**Objective**:
Copy every line of the records below, requests included, and shift each coordinate in the answers by adding 106 to every number.

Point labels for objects
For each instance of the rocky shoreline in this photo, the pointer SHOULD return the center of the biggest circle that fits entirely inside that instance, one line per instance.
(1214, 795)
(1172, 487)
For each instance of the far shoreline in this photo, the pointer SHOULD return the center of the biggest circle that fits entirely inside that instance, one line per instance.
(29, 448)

**Output**:
For each instance of the rocky shoreline in this photo, the pointer SHOULD return the center of the biggest circle that fits entirely inside that instance, one line per instance.
(1320, 901)
(1278, 593)
For each instance of the far shoreline in this photo, the pointer SHOULD return the center of the biggest circle that fits entirely inside that instance, one line per instance.
(135, 554)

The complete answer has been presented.